DOCUMENT SECTION |

────

The founder of Salon and a writer for The New Yorker explore the 1960s and 1970s through the framework of a second American Revolution, focusing on the era's radical political movements and their leaders, including Bobby Seale of the Black Panthers, Heather Booth of the Jane Collective abortion clinic, Vietnam War peace activists Tom Hayden and Jane Fonda, among others.
Taken as a whole, these engaging profiles suggest that revolutions are rarely a one-time deal ... Simple saviors and canned profiles in courage are not for them. These essays bristle with energy and contention. They enjoy a good rivalry. They’re aware that just about anyone with the gumption to start a movement might not play well with others. But the contributions, more often than not, make them worth the frustration. The chapter on the Black Panthers, Revolution Has Come, Time to Pick Up the Gun, is particularly dynamic ... the Talbots are guided by dogged reporting and an instinct for finding and telling a story. Even if you know these revolutionaries, you’ll find details here to surprise you. They might even make you want to go out and make a difference yourself.

────

EXERCISE DETAILS | From the passage on the radical movements of the 1960s and 1970s, extract the text starting at "Taken as a whole, these" and ending after "a difference yourself.". The records come from an unrelated source.

────

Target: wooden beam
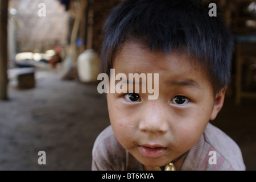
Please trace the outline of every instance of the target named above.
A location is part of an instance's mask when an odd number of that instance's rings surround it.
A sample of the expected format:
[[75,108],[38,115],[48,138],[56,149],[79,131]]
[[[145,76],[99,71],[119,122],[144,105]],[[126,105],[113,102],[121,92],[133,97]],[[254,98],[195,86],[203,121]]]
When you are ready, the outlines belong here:
[[7,19],[8,0],[0,0],[0,99],[7,96]]

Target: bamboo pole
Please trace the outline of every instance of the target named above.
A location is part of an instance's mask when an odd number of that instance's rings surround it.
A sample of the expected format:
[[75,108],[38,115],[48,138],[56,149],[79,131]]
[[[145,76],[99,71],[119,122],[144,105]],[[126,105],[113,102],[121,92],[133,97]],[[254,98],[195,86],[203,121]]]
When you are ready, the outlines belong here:
[[0,99],[7,96],[7,18],[8,0],[0,0]]

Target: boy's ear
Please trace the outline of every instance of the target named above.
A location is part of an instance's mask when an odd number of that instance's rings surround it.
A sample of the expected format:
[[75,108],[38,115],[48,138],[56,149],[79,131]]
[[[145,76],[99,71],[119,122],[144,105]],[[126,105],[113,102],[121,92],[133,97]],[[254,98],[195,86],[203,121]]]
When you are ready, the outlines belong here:
[[210,117],[210,121],[215,119],[218,112],[222,107],[223,104],[224,103],[225,92],[226,92],[226,88],[223,89],[216,95],[215,97],[213,109]]

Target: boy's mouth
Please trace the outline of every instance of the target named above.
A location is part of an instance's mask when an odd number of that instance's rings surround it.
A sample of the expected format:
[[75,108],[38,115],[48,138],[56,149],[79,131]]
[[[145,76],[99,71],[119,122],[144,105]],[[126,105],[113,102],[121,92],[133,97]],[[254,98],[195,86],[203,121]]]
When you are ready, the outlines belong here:
[[156,158],[163,155],[167,148],[160,146],[139,146],[141,153],[145,157]]

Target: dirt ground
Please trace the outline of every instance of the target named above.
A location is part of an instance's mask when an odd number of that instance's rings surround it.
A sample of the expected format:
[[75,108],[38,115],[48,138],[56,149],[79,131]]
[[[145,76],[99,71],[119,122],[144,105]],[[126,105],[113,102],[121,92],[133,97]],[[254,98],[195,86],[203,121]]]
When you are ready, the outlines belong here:
[[[94,141],[109,125],[105,96],[97,84],[63,80],[63,73],[38,68],[36,87],[26,90],[10,80],[9,100],[0,101],[0,170],[90,170]],[[256,170],[256,100],[233,103],[227,97],[212,123],[240,146],[247,169]],[[46,165],[38,163],[40,151]]]

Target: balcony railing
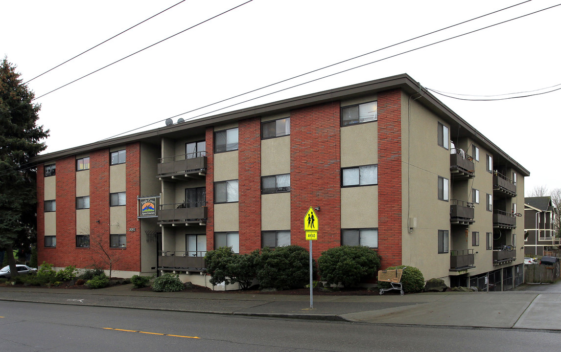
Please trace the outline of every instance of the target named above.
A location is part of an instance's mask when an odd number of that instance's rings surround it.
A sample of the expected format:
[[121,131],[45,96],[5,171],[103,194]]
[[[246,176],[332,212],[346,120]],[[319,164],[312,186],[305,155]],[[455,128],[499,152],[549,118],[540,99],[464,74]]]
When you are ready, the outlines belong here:
[[516,183],[504,175],[497,172],[493,174],[493,189],[495,193],[511,197],[516,196]]
[[460,271],[475,267],[475,254],[473,249],[450,251],[450,271]]
[[475,222],[475,209],[473,203],[457,199],[450,200],[450,222],[467,225]]
[[463,152],[450,154],[450,173],[455,179],[474,177],[475,164],[473,158]]
[[202,174],[206,172],[206,152],[181,154],[162,158],[158,164],[158,177],[185,176]]
[[493,249],[493,264],[502,264],[508,262],[512,262],[516,259],[516,249],[508,251],[506,249]]
[[158,223],[172,225],[206,224],[208,217],[206,205],[206,202],[162,204],[158,214]]
[[162,251],[158,253],[158,268],[167,271],[204,271],[206,252]]
[[516,229],[516,217],[512,212],[493,210],[493,226],[501,229]]

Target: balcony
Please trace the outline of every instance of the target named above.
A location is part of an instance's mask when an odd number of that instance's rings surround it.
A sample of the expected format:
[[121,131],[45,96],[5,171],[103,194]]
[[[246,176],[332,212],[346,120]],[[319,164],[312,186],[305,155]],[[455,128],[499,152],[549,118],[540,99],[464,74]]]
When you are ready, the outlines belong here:
[[475,177],[473,159],[465,153],[450,154],[450,174],[454,179],[467,179]]
[[160,226],[205,225],[206,205],[206,202],[162,204],[160,205],[160,211],[158,214],[158,224]]
[[499,229],[516,229],[516,217],[512,212],[494,210],[493,227]]
[[503,264],[516,260],[516,249],[509,252],[507,250],[493,249],[493,263]]
[[516,183],[502,174],[494,172],[493,174],[493,194],[508,197],[516,196]]
[[450,271],[463,271],[475,267],[473,249],[450,251]]
[[160,179],[185,180],[206,175],[206,152],[181,154],[159,159],[158,177]]
[[457,199],[450,200],[450,223],[470,225],[475,222],[475,209],[473,203]]
[[164,271],[197,271],[206,268],[204,252],[162,251],[158,253],[158,270]]

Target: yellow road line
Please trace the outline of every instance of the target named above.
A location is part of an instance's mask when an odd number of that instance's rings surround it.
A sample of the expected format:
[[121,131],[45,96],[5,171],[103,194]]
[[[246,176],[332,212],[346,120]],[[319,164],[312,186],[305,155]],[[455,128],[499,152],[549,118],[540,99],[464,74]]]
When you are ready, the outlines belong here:
[[[1,318],[2,317],[0,317]],[[102,328],[106,330],[116,330],[117,331],[126,331],[127,332],[140,332],[141,334],[149,334],[150,335],[159,335],[164,336],[173,336],[174,337],[184,337],[185,339],[200,339],[197,336],[184,336],[180,335],[171,335],[169,334],[159,334],[158,332],[149,332],[148,331],[139,331],[137,330],[127,330],[125,329],[116,329],[113,327],[104,327]]]

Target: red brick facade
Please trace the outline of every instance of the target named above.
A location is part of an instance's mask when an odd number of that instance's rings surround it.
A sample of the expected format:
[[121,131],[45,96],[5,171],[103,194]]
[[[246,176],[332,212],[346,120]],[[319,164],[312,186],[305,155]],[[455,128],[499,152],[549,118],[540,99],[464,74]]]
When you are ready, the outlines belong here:
[[290,115],[291,243],[309,248],[304,216],[316,212],[317,259],[341,240],[341,123],[338,101],[295,110]]
[[240,122],[238,187],[240,253],[261,248],[261,119]]
[[214,249],[214,129],[206,128],[206,250]]
[[378,94],[378,252],[381,267],[401,265],[401,92]]

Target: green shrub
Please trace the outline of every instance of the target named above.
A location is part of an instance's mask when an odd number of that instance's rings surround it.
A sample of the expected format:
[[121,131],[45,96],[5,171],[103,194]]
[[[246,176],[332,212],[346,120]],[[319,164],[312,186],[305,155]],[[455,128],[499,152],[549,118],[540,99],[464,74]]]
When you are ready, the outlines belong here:
[[151,276],[132,275],[132,277],[131,277],[131,283],[132,284],[135,289],[141,289],[148,286],[148,283],[150,282],[150,279],[151,278]]
[[380,257],[364,246],[342,246],[323,252],[318,265],[321,279],[328,284],[341,282],[348,288],[374,277],[380,267]]
[[[284,290],[304,287],[310,279],[310,254],[298,246],[264,248],[257,261],[257,279],[261,288]],[[312,263],[312,268],[315,267]]]
[[[388,269],[403,269],[407,267],[401,275],[401,283],[403,285],[403,291],[405,292],[419,292],[425,287],[425,278],[422,273],[414,266],[408,265],[398,265],[390,266]],[[378,288],[387,289],[390,288],[389,282],[378,281]]]
[[90,289],[102,289],[109,285],[109,277],[103,274],[94,276],[86,281],[86,286]]
[[259,251],[249,254],[236,254],[229,247],[208,251],[205,255],[205,263],[206,272],[210,274],[210,283],[237,283],[242,290],[247,289],[256,276],[259,258]]
[[177,292],[185,288],[179,279],[179,275],[167,272],[154,279],[152,290],[156,292]]
[[84,272],[78,276],[77,278],[87,281],[89,280],[91,280],[95,276],[99,276],[102,275],[104,275],[105,271],[101,269],[86,269],[84,270]]
[[41,282],[45,284],[56,281],[56,275],[57,272],[53,270],[53,265],[47,262],[43,262],[37,269],[37,277]]
[[61,281],[69,281],[76,279],[76,267],[69,265],[64,269],[57,271],[55,277],[57,280]]

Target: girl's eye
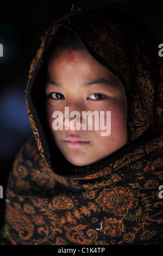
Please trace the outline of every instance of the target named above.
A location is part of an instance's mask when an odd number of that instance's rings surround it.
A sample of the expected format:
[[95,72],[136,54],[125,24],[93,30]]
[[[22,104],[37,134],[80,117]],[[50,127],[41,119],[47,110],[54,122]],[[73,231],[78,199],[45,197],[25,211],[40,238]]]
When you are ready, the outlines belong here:
[[105,95],[103,95],[102,94],[91,94],[89,98],[91,100],[102,100],[102,99],[106,97]]
[[59,100],[61,99],[65,99],[64,95],[62,94],[61,93],[53,93],[50,94],[50,96],[52,98],[55,99],[57,100]]

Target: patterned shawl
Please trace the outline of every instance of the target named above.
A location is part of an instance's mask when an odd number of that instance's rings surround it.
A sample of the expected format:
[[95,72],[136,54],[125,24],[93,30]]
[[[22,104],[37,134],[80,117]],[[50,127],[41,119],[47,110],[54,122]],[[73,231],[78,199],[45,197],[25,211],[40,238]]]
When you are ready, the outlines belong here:
[[[120,79],[127,100],[127,144],[83,168],[68,163],[52,145],[41,115],[45,59],[60,26],[73,31]],[[76,8],[49,28],[30,67],[26,99],[34,137],[10,174],[2,244],[162,243],[163,65],[158,45],[142,24],[116,10]]]

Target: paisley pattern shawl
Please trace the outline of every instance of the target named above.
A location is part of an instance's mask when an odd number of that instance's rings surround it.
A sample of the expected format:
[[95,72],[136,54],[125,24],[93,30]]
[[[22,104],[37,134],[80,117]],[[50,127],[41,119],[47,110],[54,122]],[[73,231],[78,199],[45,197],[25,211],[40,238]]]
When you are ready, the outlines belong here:
[[[60,155],[42,120],[38,88],[60,26],[122,82],[127,145],[89,166]],[[3,245],[162,244],[162,60],[158,42],[137,20],[115,10],[77,8],[46,32],[31,65],[27,105],[34,137],[18,154],[7,193]]]

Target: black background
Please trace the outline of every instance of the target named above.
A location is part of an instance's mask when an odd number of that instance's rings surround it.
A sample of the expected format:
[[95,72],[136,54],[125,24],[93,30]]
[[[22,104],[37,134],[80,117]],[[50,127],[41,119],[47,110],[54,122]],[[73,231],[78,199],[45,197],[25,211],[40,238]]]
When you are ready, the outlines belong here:
[[[163,1],[161,1],[2,2],[0,3],[0,44],[3,45],[3,57],[0,57],[0,103],[4,97],[7,98],[12,93],[13,89],[18,88],[24,94],[30,64],[41,44],[39,37],[54,21],[69,12],[73,5],[73,8],[104,5],[124,10],[142,21],[158,39],[158,45],[163,43]],[[2,123],[0,120],[0,139],[4,139],[4,136],[1,130]],[[9,129],[8,132],[10,132],[12,127],[10,131]],[[7,133],[5,136],[7,135]],[[1,156],[3,148],[1,149],[0,185],[3,186],[4,194],[15,154],[29,135],[30,132],[24,132],[21,138],[18,136],[18,143],[14,147],[14,150],[5,157],[2,154]],[[8,147],[9,151],[10,144]],[[0,199],[0,228],[4,215],[4,199]]]

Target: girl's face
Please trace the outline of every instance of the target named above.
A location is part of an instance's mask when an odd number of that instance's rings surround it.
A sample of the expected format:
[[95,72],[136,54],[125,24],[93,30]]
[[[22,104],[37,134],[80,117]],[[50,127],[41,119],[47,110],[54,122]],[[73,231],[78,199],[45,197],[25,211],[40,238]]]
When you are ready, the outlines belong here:
[[[55,143],[69,162],[78,166],[90,164],[111,155],[126,143],[126,95],[121,83],[115,75],[86,50],[64,50],[52,53],[47,71],[46,93],[48,125]],[[68,121],[65,118],[65,107],[68,107],[70,113],[77,111],[80,118],[77,115],[77,115],[73,115]],[[58,115],[52,117],[55,111],[61,114],[60,119]],[[89,113],[96,111],[99,114],[99,120],[92,119],[91,130],[87,127],[86,130],[83,129],[83,111],[90,111]],[[111,124],[109,112],[111,112]],[[100,118],[101,113],[104,115]],[[108,116],[107,113],[110,113]],[[53,130],[57,118],[62,122],[63,129]],[[86,117],[85,124],[87,125],[91,119],[88,121]],[[102,136],[102,132],[106,132],[102,130],[102,123],[107,125],[108,132],[104,136]],[[95,129],[98,125],[98,129]]]

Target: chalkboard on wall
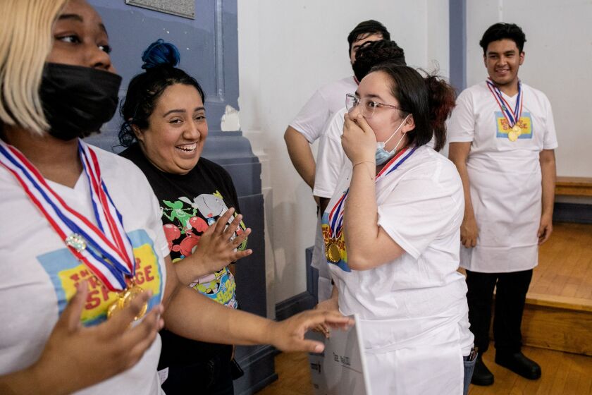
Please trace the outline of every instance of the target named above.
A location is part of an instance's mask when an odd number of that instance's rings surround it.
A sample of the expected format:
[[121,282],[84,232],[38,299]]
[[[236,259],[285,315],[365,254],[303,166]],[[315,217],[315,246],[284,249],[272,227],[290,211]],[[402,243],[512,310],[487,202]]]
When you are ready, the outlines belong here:
[[195,19],[195,0],[125,0],[125,4]]

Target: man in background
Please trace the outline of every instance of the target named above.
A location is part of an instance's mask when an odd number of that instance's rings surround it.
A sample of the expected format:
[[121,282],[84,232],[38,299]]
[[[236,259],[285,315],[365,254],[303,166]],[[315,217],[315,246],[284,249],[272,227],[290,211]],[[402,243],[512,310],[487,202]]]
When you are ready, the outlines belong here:
[[[487,351],[495,288],[495,363],[536,379],[541,367],[521,352],[520,327],[538,245],[553,231],[557,143],[547,97],[518,78],[525,42],[513,23],[487,29],[479,44],[489,78],[460,94],[448,138],[464,189],[460,266],[475,346]],[[481,355],[471,382],[493,384]]]

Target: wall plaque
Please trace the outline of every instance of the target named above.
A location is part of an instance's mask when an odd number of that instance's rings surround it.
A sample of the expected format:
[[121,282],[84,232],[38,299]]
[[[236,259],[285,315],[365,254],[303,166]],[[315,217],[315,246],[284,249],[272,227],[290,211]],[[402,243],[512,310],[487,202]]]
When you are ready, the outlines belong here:
[[195,0],[125,0],[125,4],[195,19]]

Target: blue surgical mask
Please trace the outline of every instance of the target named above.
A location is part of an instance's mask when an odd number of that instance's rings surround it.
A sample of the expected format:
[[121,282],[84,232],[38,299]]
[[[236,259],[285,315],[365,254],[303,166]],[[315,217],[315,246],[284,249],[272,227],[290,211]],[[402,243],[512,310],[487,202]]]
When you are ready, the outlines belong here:
[[384,162],[386,162],[386,161],[388,161],[388,159],[390,159],[390,158],[392,158],[393,156],[395,154],[395,152],[397,152],[397,148],[399,147],[399,144],[401,143],[401,141],[403,140],[403,138],[405,137],[405,134],[403,134],[401,136],[401,138],[399,139],[399,141],[397,142],[397,145],[395,145],[395,148],[393,148],[393,150],[387,151],[386,150],[384,149],[384,146],[386,145],[387,142],[390,141],[391,138],[395,137],[395,135],[396,135],[397,132],[398,132],[399,130],[400,130],[401,127],[405,124],[405,121],[407,121],[407,119],[409,118],[409,115],[411,115],[411,114],[407,114],[407,116],[405,117],[405,119],[403,119],[403,121],[401,122],[401,124],[399,125],[399,127],[397,128],[397,130],[395,130],[395,132],[392,135],[390,135],[390,138],[386,139],[386,141],[379,141],[378,142],[378,144],[376,145],[376,152],[375,153],[374,155],[375,155],[375,157],[376,158],[376,164],[377,165],[381,165],[381,164],[383,164]]

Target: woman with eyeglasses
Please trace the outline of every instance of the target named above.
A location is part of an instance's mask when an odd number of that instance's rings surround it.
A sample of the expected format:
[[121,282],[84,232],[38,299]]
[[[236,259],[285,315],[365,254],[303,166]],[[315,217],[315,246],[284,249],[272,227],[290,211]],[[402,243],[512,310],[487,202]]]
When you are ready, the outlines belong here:
[[457,272],[462,184],[436,152],[454,98],[443,80],[394,65],[374,68],[347,96],[350,162],[323,216],[335,286],[317,308],[359,315],[374,394],[468,390],[475,356]]

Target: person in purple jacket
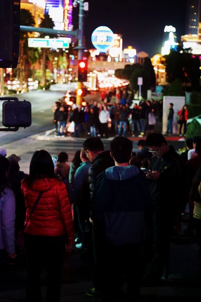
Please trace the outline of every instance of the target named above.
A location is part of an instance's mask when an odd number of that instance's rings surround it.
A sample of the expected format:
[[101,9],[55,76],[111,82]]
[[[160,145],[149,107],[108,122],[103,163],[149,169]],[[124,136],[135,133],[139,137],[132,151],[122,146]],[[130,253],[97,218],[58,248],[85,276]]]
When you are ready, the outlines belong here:
[[[16,258],[15,195],[7,182],[10,162],[0,157],[0,266],[6,251],[9,262]],[[0,268],[1,269],[1,268]]]

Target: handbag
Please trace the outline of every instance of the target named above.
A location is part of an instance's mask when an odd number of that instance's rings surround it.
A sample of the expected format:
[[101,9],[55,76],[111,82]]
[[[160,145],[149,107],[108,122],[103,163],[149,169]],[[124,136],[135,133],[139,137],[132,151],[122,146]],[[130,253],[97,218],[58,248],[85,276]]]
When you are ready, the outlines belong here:
[[29,220],[30,220],[31,216],[33,215],[36,208],[37,206],[37,204],[39,202],[40,199],[41,199],[42,195],[43,194],[43,192],[40,192],[39,193],[39,195],[38,195],[36,201],[34,205],[33,206],[33,208],[31,210],[30,213],[29,214],[28,218],[26,222],[25,226],[24,227],[24,230],[20,231],[17,236],[16,239],[16,245],[20,248],[24,249],[25,248],[25,230],[26,228]]

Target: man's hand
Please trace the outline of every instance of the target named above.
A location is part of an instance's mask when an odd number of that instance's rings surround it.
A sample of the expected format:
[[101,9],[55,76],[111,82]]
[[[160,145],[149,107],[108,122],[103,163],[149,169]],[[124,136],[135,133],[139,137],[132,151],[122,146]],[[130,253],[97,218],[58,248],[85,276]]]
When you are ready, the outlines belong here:
[[9,256],[9,257],[10,257],[10,258],[11,258],[11,259],[15,259],[17,257],[16,253],[8,254],[8,256]]
[[153,179],[152,172],[150,170],[150,173],[146,172],[146,176],[148,179]]
[[93,220],[92,220],[92,219],[91,219],[90,218],[89,218],[89,222],[90,222],[91,223],[92,223],[92,224],[94,224],[94,223],[93,223]]
[[160,172],[159,172],[158,171],[152,171],[152,176],[153,177],[153,179],[154,179],[154,180],[156,180],[157,179],[158,179],[160,175]]

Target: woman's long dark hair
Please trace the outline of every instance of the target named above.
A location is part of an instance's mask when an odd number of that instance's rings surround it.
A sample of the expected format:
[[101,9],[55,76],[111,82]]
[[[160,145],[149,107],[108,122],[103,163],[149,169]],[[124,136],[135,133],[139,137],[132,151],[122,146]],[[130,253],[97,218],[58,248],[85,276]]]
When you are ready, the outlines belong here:
[[54,167],[50,154],[45,150],[40,150],[34,153],[31,159],[27,184],[31,186],[36,179],[44,178],[55,178]]
[[77,169],[80,166],[81,161],[80,160],[80,152],[81,150],[77,150],[75,153],[74,159],[72,161],[72,163],[74,164],[75,169]]
[[4,189],[7,186],[10,187],[8,183],[7,172],[9,170],[10,162],[4,157],[0,156],[0,198],[2,197],[2,193],[4,193]]

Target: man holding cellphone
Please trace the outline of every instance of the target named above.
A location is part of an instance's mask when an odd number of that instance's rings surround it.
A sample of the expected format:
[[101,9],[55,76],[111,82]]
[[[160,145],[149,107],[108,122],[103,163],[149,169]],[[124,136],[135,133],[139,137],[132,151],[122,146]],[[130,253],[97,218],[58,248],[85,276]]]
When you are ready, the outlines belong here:
[[153,201],[153,258],[149,274],[144,278],[148,283],[160,282],[165,260],[169,257],[169,236],[174,216],[181,196],[183,166],[180,156],[172,146],[168,146],[161,133],[147,136],[146,145],[152,153],[150,180]]

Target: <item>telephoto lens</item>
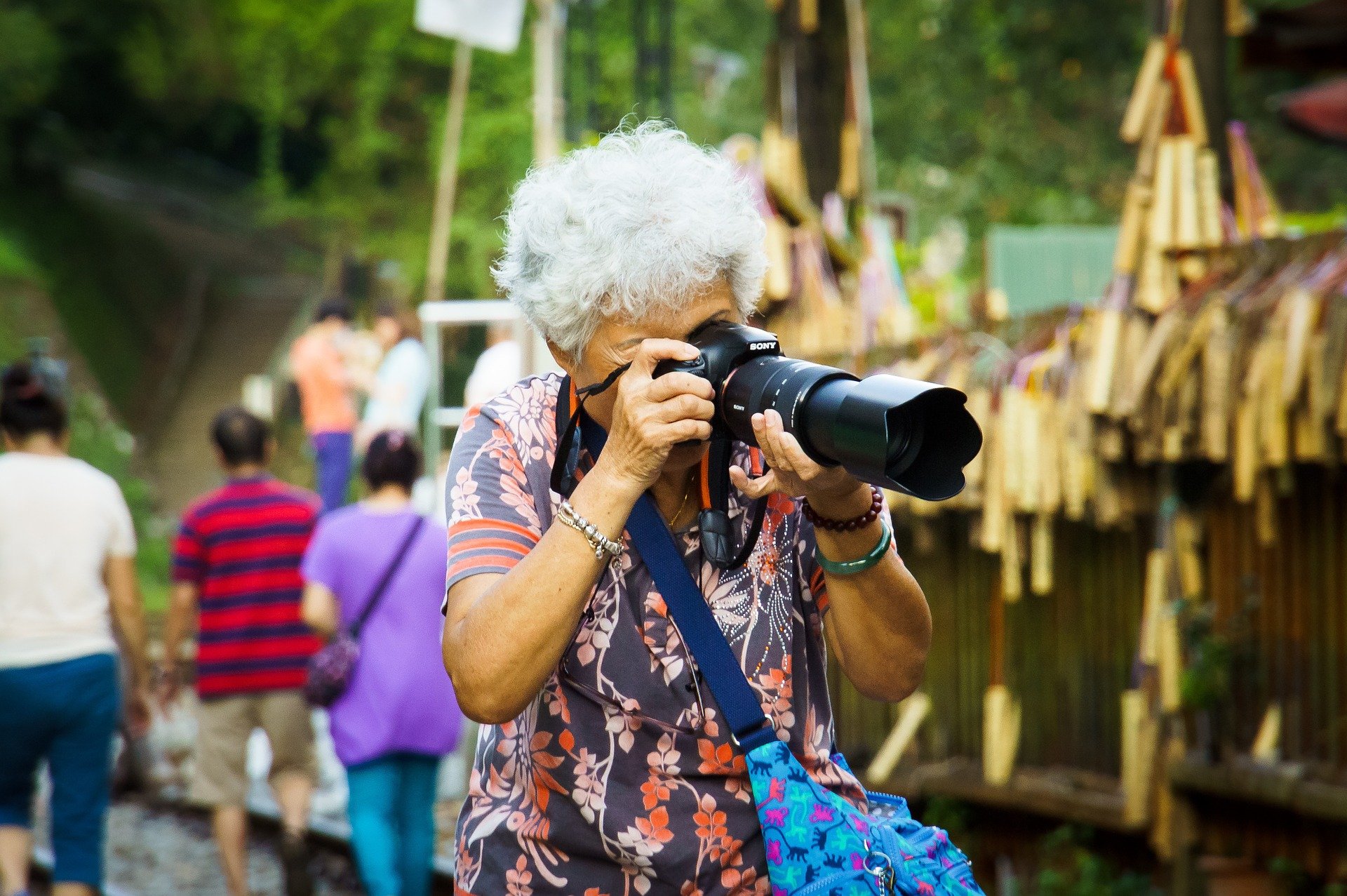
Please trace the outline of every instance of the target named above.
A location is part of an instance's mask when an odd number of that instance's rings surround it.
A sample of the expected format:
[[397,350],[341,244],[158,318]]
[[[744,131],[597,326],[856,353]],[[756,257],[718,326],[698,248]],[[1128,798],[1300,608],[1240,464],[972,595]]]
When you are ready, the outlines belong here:
[[656,375],[684,369],[710,380],[717,423],[738,441],[757,445],[753,415],[770,408],[819,463],[927,501],[963,490],[982,430],[959,389],[784,357],[773,334],[740,323],[707,325],[691,342],[696,361],[665,362]]

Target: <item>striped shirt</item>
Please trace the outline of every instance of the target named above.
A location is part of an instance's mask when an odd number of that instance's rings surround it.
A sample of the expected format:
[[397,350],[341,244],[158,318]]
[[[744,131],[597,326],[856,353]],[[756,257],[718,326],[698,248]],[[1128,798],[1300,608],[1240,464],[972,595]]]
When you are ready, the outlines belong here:
[[321,645],[299,614],[317,519],[313,494],[269,476],[230,480],[183,515],[172,577],[199,589],[201,697],[303,687]]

────

SOLUTION TO THE PROBLEM |
Taken as a whole, these engaging profiles suggest that revolutions are rarely a one-time deal ... Simple saviors and canned profiles in courage are not for them. These essays bristle with energy and contention. They enjoy a good rivalry. They’re aware that just about anyone with the gumption to start a movement might not play well with others. But the contributions, more often than not, make them worth the frustration. The chapter on the Black Panthers, Revolution Has Come, Time to Pick Up the Gun, is particularly dynamic ... the Talbots are guided by dogged reporting and an instinct for finding and telling a story. Even if you know these revolutionaries, you’ll find details here to surprise you. They might even make you want to go out and make a difference yourself.